__Aim of the exercise__:
Extract all lines that hold "boot" from the records below.
══ Source data ══
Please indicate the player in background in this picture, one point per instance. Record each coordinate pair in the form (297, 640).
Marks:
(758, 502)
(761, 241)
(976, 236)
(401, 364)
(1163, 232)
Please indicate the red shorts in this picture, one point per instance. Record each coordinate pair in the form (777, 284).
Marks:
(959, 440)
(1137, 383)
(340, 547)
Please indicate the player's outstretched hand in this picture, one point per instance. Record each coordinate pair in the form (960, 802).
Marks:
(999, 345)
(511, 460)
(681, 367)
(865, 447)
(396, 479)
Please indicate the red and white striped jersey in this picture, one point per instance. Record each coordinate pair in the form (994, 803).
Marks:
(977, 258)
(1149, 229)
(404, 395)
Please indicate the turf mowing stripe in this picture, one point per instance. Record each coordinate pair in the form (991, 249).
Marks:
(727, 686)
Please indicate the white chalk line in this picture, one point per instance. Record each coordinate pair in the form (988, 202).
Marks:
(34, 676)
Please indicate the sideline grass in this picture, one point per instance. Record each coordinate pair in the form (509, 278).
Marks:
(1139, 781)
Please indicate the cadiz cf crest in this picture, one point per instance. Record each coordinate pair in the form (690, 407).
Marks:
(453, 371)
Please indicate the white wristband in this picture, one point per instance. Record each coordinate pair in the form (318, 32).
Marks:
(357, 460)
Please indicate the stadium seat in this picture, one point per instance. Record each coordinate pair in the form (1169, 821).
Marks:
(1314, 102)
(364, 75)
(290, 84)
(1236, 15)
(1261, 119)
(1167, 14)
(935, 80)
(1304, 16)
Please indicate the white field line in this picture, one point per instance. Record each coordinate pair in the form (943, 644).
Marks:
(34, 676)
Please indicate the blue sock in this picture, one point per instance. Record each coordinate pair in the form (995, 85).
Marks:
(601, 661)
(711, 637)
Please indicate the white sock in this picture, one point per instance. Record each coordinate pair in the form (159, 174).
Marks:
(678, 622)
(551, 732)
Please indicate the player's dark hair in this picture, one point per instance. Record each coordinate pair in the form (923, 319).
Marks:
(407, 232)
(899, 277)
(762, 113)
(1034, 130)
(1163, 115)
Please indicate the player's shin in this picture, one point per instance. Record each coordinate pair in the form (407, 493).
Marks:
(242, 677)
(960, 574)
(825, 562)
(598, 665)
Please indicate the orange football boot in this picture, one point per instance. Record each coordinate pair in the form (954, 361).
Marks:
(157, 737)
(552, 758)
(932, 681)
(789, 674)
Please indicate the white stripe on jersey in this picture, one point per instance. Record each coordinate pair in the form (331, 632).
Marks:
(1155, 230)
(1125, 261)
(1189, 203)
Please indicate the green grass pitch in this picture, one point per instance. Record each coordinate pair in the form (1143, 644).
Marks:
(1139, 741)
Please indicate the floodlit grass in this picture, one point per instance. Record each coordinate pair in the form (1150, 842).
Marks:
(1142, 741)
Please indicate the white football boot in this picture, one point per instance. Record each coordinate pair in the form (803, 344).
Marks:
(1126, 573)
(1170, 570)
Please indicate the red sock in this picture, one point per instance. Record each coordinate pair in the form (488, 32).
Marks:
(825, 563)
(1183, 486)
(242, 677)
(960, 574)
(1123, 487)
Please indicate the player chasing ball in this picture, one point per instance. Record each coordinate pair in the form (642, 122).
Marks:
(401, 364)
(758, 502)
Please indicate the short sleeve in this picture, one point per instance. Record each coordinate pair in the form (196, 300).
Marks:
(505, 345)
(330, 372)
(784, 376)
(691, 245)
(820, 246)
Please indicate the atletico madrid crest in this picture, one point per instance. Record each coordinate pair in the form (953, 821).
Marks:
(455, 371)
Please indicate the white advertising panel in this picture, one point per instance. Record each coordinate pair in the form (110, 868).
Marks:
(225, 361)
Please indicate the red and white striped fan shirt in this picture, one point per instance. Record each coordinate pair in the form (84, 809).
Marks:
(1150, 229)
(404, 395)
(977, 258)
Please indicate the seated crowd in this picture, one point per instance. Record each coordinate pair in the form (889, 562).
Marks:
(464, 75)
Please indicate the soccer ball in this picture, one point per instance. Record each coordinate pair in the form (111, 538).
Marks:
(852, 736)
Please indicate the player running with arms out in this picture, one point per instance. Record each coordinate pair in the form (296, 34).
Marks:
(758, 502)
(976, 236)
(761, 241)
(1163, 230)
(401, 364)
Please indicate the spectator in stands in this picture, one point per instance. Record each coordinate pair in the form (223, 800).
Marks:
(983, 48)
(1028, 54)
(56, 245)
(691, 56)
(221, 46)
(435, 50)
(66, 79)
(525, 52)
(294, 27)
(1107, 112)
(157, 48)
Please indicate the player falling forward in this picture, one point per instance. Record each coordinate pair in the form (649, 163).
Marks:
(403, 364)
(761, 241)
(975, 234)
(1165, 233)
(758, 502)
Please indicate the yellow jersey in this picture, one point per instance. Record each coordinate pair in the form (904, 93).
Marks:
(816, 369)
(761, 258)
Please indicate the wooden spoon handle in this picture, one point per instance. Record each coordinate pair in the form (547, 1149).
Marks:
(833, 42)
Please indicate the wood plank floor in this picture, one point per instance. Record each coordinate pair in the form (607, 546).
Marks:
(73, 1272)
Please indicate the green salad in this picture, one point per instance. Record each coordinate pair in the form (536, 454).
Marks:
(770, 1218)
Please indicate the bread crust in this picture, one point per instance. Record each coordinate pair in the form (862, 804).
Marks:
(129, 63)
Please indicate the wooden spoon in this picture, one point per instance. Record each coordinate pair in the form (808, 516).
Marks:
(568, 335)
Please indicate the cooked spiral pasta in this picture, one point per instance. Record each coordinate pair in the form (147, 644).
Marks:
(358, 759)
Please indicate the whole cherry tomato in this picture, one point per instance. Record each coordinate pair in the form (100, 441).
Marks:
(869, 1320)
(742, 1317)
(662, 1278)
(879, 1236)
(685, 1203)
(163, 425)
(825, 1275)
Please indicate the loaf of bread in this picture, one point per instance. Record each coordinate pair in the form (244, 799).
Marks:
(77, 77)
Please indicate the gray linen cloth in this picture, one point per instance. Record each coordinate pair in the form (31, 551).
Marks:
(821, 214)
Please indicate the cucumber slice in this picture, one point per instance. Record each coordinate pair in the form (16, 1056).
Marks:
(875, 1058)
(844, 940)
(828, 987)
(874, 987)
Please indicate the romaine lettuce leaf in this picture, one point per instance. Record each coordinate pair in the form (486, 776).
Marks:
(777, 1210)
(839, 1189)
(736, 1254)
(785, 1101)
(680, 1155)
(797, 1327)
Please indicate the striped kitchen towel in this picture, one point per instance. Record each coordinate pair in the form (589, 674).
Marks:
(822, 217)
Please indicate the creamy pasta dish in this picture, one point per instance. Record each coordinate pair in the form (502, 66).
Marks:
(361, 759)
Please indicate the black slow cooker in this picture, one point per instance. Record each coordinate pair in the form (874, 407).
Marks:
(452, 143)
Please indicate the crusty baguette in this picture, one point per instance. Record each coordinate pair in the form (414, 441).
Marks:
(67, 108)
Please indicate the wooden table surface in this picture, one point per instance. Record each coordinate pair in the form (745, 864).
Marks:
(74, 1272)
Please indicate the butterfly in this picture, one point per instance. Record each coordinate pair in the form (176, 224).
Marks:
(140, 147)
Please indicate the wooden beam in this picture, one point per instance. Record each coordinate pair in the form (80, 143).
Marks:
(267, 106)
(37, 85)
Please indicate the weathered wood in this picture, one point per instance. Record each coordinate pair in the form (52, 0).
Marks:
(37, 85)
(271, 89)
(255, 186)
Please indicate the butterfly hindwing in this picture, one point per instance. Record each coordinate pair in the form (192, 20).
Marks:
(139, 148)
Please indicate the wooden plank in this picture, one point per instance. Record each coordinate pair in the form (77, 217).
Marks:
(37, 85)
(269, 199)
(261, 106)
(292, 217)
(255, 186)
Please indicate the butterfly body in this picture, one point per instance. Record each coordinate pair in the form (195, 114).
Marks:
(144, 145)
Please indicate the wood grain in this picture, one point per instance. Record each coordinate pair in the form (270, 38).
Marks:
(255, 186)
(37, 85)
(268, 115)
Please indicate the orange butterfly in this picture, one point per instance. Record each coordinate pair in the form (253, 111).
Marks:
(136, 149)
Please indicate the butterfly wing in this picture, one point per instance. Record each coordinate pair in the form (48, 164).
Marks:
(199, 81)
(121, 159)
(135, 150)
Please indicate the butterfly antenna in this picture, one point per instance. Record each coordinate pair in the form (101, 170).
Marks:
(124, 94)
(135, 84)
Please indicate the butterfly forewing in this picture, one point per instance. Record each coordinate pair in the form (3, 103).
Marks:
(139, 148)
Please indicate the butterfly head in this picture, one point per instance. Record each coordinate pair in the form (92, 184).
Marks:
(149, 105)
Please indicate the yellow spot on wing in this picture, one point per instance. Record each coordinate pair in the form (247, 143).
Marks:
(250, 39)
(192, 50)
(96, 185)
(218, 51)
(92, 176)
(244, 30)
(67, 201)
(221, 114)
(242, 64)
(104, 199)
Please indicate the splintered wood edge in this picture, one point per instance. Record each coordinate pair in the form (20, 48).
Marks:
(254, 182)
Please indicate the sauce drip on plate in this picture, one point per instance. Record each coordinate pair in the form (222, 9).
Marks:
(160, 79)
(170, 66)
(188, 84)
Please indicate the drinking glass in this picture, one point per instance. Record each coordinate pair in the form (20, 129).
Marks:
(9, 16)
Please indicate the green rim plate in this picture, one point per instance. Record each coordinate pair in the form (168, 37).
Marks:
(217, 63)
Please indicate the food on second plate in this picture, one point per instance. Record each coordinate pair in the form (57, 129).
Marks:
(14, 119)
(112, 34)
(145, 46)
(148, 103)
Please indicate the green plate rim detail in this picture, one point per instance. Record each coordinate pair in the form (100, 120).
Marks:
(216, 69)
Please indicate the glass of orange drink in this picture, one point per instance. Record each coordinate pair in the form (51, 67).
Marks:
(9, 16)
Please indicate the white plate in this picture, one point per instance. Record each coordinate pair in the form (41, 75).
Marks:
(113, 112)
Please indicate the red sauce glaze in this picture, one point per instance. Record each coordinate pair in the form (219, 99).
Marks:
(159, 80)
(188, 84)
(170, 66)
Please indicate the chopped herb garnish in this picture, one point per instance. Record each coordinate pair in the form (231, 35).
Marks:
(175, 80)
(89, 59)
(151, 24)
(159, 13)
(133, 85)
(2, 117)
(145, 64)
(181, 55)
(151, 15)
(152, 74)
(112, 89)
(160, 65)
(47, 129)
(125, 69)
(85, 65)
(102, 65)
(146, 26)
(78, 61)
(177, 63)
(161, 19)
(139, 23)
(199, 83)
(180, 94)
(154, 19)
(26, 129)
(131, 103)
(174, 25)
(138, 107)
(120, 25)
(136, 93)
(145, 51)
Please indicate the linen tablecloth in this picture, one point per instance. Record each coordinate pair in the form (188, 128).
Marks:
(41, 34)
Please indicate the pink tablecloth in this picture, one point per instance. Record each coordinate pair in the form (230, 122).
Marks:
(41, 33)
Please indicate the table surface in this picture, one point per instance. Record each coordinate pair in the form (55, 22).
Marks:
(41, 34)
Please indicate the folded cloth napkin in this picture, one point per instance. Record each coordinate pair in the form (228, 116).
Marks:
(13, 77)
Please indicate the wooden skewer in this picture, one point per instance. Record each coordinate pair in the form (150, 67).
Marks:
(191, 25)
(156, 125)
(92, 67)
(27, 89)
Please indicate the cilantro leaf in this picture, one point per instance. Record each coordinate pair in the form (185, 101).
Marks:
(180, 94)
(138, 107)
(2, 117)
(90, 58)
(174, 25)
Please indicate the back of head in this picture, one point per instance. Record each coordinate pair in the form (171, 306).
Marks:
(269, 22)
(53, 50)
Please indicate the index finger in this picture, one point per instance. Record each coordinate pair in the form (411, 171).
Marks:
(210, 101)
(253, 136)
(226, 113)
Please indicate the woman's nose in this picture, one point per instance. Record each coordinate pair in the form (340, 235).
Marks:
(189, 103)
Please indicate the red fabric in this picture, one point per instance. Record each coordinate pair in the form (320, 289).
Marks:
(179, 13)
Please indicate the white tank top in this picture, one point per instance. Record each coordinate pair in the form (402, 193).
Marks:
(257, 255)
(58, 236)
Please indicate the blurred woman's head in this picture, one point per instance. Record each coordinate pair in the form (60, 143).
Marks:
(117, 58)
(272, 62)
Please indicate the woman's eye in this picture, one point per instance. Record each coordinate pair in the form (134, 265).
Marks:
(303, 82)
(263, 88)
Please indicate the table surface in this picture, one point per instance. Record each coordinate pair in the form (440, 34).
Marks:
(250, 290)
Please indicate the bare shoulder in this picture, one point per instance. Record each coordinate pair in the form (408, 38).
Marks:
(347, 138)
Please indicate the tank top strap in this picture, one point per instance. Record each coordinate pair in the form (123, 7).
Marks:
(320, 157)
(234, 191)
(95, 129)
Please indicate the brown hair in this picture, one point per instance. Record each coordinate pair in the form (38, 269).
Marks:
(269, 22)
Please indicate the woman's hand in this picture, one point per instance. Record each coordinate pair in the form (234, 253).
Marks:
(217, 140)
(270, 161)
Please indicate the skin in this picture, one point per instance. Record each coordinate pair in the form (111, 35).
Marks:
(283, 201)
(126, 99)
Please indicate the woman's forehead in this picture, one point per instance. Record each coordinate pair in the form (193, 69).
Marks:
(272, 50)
═══
__Exercise solution__:
Please indicate the orange football boot in this picture, one point per instance. Record each coordinate pair in the form (954, 361).
Please indicate the white football boot in this picture, one point per instance. Record each coordinate pair in the form (803, 344).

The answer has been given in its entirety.